People like Obasanjo were uncomfortable with such people, so that discomfort tended to create brushes between them once in a while but I think it is a period that scholars have written articles, journalists have written some things and you are likely to find most of these details in my forthcoming book. There you will find some of the things I feel affected Chuba Okadigbo’s presidency and created the end that came out of it.

Talking about the home front, you started with former Vice-President Atiku Abubakar but at what point did the two of you go your different ways?

That is a good question. If you remember during our last interview I told you that all my decisions are governed by analysis. I have gone to school not to ignore what I learnt in school. I went to the University even to become a Professor of political science who I am now because I take the instrument of the power of analytical capacity for analytical objectivity and is actually very helpful in life. When I analyzed the political spectrum and how President Goodluck Jonathan who, in my view, has a better approach to the growth of the nation and the better approach to the time, I approached my friend and leader and told him that I think this time around this is where the road will lead me and I think we can go that way for now and he said he would think about it and I believe he thought about it differently and he said that look, the best way to go is not that way but he chose the different way to go and we all agreed that okay, I can go this way while he goes that way.

(Coordinate annotation entries)
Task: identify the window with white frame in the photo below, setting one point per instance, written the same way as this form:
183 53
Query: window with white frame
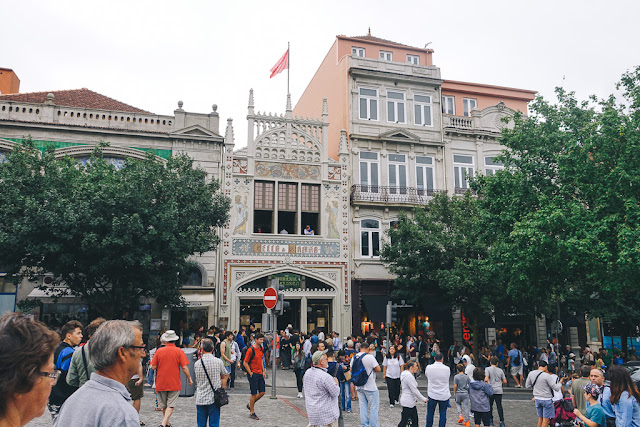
368 103
397 174
468 105
424 175
369 171
370 238
385 55
462 171
491 166
395 107
413 59
357 51
422 112
448 105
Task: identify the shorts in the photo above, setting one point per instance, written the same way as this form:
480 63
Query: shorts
167 399
136 391
545 408
256 383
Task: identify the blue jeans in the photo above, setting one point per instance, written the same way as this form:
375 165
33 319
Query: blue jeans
431 409
210 412
369 400
345 395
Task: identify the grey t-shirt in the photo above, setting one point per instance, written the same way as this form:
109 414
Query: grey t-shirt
496 376
462 382
100 401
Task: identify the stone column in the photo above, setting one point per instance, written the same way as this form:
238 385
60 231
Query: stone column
303 314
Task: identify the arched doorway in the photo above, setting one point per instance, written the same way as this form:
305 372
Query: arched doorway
312 302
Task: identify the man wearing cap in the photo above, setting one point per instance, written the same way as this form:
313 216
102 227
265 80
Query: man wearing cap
321 391
167 362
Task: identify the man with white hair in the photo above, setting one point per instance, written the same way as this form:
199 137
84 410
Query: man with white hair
167 363
116 349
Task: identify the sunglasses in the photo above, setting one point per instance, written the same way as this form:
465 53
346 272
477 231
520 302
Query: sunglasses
53 375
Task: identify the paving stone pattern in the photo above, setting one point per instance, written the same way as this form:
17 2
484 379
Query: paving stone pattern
288 411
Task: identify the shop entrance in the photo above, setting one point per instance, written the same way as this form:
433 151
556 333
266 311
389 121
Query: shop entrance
319 315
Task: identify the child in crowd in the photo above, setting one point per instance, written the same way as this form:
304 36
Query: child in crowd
479 393
461 391
595 414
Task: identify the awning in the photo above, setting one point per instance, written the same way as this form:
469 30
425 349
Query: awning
39 293
376 306
198 298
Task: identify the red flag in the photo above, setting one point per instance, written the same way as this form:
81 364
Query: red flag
283 63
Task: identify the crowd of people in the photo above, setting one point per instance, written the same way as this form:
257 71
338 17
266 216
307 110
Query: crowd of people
94 375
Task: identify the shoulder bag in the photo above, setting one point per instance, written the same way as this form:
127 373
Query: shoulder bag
220 396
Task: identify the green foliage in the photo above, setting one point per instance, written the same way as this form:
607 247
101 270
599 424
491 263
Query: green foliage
109 235
440 252
566 211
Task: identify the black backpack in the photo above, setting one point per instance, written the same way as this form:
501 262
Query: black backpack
359 376
242 357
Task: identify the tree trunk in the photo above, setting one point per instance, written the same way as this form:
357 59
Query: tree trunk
476 339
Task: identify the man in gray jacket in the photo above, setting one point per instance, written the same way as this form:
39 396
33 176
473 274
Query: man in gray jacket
116 349
543 388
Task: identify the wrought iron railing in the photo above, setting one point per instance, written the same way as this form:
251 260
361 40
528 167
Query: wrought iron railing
381 194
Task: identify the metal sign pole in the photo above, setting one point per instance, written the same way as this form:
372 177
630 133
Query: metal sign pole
274 320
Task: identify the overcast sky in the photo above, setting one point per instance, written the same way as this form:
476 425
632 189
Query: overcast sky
150 54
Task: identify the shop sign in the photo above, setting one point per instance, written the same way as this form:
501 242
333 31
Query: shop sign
288 280
279 247
466 331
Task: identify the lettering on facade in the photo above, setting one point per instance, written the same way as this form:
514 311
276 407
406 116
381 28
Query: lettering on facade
467 336
272 247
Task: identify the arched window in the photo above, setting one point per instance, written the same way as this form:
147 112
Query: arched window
370 238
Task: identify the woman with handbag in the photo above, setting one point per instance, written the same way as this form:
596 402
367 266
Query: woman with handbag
211 380
298 366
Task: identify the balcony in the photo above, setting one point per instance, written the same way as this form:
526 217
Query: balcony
391 195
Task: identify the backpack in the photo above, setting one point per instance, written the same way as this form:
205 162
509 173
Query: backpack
243 355
359 376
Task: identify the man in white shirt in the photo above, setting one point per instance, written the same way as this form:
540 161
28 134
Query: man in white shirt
368 395
438 392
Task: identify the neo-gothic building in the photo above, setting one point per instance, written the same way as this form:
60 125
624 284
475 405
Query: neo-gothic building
289 224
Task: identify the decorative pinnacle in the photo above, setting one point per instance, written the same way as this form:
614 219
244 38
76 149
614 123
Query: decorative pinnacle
228 135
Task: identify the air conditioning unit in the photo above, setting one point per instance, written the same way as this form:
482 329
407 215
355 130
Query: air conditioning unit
47 279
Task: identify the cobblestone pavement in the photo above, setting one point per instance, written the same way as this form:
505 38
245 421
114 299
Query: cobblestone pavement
288 411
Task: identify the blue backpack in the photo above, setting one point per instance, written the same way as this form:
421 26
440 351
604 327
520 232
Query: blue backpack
359 376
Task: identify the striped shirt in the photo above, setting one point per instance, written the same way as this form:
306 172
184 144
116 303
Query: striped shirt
214 366
321 397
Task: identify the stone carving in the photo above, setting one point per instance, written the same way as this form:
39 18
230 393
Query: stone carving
287 170
334 172
242 214
332 219
240 166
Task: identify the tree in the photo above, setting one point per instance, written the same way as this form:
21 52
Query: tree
440 252
566 209
110 235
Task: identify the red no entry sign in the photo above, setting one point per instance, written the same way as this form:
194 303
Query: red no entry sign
270 298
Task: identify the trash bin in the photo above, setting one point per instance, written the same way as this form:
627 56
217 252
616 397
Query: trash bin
187 390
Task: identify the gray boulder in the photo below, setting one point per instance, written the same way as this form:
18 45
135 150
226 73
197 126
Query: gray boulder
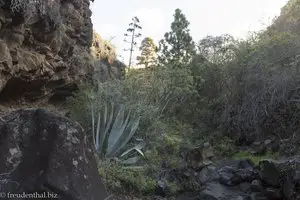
42 152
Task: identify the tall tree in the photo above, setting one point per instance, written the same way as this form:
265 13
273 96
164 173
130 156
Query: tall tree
133 34
177 46
148 52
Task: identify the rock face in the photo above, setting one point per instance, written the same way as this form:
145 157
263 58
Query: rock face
44 48
242 180
107 66
41 152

• _PROBLEM TO WORK ON_: Extend the interview about the speaker's political path and split with Atiku Abubakar, picking up after its final sentence. The records stand apart from the interview and have no connection to it.

• _RESULT_:
There is no quarrel at all because we are very friendly, we talk as mature leaders and that has never become a problem just like at a time in his career that he said he was not wanted in the PDP because of Obasanjo, he left for Action Congress and I did not go with him. I stayed in the PDP and we remained good friends and I respect him as my leader. He is my friend, my leader that has intervened very positively in my life but he doesn’t prevent us from reaching objectives befitting and taking decisions that may not be completely united. There are no two independent minds that will not one day disagree for politics or principles. The disagreement is not out of disharmony, it is based on different calculations and we have not been traumatized by those disagreements at least.

Some people now see you and former President Olusegun Obasanjo as being in the same boat now for Goodluck Jonathan?

We are not in the same boat because I have never seen him in the campaign office, he doesn’t come there to say anything and let me tell you, if I want President Jonathan to win, I will be very happy for everybody to support him including former President Olusegun Obasanjo, I have no problem because politics is not about disliking people and even Obasanjo. I respect in some areas and I have always said despite quality differences I might have had with him or grudges I may have had with him, President Obasanjo was the one who lifted Nigeria very tall in terms of foreign relations.

Throughout the history of Nigeria, there was no president who lifted this nation to the height where we were during President Olusegun Obasanjo. Whether you like him or not, you concede that to him. No president generated economic policies that brought us so much resources, whether they were spent wisely or not is a different matter, but no one had the kind of influx of resources like Obasanjo did. So that was something that happened in his time, there are a number of positive things one can trace to him, just as there were a number of negative things one can trace to him, so I will not deny his vote for President Jonathan because I have disagreement with him, no. There are many people you may disagree with but you agree on some issues.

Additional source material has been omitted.